§ **What to produce**
In the data below, find the line containing "Data-labeling checklist — (1) open image, (2) find every pink", then set down that line and every later line up to and including the line containing "post, (3) draw tight box, (4) export coordinates.", exactly.

[Image-backed grounding data]
[Start of section]

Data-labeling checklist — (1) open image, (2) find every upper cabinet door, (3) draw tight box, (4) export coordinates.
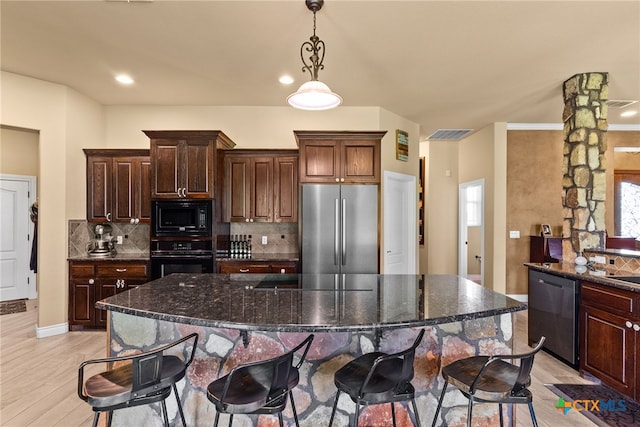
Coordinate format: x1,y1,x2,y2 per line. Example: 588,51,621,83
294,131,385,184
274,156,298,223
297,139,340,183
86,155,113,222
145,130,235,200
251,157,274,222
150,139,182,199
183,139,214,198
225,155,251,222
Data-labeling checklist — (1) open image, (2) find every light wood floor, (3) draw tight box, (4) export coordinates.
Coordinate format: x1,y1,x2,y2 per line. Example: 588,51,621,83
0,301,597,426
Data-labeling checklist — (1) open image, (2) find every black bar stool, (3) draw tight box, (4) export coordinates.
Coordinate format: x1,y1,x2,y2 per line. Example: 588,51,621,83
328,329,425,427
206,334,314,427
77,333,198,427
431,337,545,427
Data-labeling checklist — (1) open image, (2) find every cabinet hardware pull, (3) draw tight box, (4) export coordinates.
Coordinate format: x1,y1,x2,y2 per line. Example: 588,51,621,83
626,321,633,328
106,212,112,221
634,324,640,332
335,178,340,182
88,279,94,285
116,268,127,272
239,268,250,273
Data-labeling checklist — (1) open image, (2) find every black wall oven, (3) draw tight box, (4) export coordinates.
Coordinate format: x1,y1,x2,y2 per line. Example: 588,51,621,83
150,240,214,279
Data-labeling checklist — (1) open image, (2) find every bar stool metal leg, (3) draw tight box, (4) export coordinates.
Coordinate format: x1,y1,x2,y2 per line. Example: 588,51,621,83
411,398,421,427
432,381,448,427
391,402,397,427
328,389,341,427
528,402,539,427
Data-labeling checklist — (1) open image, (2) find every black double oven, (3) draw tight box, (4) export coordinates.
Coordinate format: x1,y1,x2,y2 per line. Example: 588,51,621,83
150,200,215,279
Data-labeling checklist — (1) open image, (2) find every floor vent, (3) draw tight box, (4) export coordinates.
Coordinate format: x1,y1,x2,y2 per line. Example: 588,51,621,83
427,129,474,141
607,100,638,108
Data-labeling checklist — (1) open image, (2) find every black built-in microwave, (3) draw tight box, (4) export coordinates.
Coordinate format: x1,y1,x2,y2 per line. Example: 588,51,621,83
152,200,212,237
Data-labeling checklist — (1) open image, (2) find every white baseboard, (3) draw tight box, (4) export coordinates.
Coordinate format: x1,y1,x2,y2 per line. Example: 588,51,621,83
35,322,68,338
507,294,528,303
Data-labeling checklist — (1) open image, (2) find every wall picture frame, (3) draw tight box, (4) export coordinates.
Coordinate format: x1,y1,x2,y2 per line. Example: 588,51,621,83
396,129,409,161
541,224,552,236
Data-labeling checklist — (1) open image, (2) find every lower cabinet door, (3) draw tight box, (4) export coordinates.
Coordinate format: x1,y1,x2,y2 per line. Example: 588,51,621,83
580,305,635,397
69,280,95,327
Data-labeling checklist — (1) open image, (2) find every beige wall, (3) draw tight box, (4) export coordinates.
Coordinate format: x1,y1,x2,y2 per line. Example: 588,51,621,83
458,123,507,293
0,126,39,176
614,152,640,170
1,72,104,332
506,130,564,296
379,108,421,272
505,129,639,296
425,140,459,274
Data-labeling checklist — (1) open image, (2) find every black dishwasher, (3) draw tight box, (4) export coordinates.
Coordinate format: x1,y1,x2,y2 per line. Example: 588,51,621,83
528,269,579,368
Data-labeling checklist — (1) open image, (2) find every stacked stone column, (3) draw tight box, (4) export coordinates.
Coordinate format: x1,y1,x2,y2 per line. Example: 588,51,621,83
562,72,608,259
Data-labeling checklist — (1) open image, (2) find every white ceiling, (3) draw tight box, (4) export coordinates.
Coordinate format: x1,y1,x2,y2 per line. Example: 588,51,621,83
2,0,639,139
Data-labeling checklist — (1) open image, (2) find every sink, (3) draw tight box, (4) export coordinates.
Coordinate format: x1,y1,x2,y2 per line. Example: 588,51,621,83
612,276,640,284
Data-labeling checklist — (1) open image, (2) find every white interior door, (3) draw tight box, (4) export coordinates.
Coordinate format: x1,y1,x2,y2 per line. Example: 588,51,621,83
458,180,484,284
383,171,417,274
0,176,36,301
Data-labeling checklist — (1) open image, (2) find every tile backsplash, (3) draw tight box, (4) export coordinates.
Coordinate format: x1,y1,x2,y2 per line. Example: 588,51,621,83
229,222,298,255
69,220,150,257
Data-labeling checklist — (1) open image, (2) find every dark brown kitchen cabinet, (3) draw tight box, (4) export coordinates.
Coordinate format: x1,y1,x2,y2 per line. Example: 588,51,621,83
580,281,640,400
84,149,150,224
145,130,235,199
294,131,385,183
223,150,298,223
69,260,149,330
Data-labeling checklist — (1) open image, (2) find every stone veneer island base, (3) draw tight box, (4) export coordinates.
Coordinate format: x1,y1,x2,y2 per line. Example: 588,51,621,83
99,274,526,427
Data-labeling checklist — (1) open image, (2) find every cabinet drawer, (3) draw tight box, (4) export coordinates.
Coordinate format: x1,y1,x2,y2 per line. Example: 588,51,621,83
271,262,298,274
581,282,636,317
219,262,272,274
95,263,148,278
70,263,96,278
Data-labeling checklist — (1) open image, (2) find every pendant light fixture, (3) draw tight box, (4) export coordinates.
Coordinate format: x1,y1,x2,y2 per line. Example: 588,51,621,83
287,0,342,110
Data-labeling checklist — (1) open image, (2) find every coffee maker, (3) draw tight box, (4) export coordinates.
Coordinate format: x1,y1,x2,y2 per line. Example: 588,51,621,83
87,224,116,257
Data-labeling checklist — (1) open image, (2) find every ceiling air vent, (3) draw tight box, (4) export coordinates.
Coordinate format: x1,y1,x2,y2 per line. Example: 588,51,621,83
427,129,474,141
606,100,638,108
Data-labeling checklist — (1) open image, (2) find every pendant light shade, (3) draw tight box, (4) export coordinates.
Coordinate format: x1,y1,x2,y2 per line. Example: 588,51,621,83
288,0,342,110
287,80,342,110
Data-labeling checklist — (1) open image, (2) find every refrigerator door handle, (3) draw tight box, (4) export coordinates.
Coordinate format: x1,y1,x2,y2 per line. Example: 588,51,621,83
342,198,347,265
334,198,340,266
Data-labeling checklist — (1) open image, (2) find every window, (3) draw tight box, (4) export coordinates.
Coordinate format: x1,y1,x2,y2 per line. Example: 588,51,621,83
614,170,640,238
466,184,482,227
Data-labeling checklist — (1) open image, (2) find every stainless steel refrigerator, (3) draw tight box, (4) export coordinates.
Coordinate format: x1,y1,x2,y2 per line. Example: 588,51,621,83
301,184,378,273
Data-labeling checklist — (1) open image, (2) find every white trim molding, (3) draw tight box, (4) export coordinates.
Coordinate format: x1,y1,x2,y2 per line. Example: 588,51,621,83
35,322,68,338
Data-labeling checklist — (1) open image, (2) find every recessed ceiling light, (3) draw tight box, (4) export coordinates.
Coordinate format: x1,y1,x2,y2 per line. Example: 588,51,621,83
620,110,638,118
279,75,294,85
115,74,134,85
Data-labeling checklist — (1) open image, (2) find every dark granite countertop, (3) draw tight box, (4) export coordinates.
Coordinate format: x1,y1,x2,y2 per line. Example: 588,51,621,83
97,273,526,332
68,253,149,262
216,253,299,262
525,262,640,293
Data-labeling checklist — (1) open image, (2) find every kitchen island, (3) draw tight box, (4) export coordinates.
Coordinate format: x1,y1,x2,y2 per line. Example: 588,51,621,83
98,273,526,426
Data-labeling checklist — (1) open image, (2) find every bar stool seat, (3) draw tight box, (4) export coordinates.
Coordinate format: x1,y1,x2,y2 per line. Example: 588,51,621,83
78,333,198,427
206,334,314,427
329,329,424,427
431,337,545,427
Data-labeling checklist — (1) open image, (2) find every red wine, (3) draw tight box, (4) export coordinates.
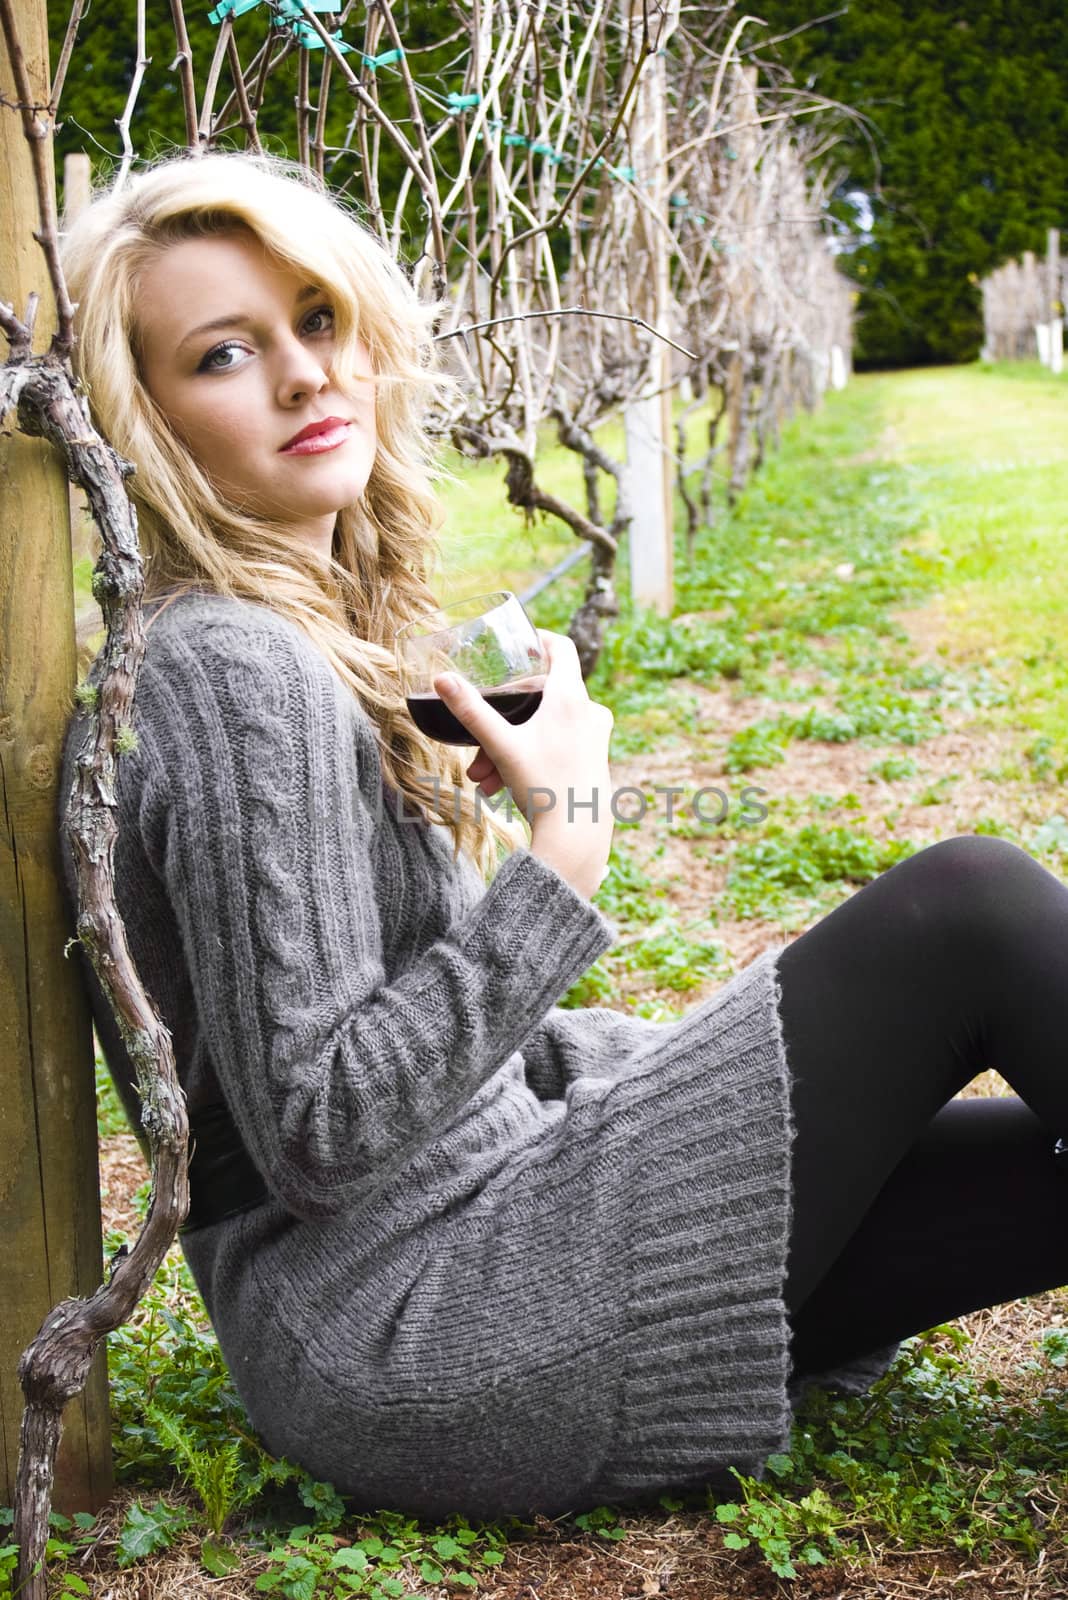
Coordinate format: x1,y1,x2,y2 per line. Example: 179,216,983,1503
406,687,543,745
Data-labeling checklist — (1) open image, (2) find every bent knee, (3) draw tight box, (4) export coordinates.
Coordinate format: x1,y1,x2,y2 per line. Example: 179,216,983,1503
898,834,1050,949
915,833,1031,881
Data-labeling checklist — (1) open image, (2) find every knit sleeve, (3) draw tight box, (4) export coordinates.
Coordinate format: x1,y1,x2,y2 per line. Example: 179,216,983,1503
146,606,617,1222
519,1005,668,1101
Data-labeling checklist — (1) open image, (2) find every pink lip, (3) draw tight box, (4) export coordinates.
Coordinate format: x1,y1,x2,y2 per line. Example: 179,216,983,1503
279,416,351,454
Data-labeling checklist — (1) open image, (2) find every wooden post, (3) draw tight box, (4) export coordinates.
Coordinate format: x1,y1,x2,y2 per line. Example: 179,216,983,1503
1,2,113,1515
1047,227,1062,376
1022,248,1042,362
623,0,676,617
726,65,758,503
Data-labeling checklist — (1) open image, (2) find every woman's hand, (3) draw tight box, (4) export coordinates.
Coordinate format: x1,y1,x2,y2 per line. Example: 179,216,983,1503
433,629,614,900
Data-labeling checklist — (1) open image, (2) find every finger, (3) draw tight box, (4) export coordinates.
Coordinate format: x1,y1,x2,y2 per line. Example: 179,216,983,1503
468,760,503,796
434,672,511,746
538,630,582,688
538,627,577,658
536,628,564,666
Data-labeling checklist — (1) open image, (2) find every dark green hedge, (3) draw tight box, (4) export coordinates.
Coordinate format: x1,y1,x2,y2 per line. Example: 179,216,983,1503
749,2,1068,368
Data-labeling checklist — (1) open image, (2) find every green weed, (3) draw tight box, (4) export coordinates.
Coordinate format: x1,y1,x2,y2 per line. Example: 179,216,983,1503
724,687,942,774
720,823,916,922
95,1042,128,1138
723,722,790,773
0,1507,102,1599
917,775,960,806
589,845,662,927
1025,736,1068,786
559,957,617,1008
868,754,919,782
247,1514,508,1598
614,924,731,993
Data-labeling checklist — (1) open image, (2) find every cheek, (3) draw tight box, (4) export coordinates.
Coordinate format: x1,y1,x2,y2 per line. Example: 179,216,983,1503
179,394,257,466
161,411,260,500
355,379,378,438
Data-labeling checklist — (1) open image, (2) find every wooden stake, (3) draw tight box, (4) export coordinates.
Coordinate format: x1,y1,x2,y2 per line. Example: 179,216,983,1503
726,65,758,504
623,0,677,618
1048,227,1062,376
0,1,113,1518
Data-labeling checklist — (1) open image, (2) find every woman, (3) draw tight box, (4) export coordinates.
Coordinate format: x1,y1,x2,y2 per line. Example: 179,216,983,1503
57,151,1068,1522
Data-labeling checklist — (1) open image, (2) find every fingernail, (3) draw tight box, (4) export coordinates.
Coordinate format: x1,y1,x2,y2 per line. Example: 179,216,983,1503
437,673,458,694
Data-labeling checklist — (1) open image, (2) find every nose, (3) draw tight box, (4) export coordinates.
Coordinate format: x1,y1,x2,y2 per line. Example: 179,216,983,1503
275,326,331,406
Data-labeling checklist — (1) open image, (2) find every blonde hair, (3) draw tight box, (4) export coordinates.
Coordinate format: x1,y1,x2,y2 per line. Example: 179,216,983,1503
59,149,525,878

[End of section]

§ **Answer**
Data-labeling checklist — (1) open image, (2) find every pink lip, (3) draw tight box, (4) export coordinates.
Coordinate format: x1,y1,x2,y2 per line. Example: 179,216,983,1503
279,416,351,454
Data-labeling checklist — (1) open image, (2) find every wooden post, (3) draw tight box, (4) export coordinates.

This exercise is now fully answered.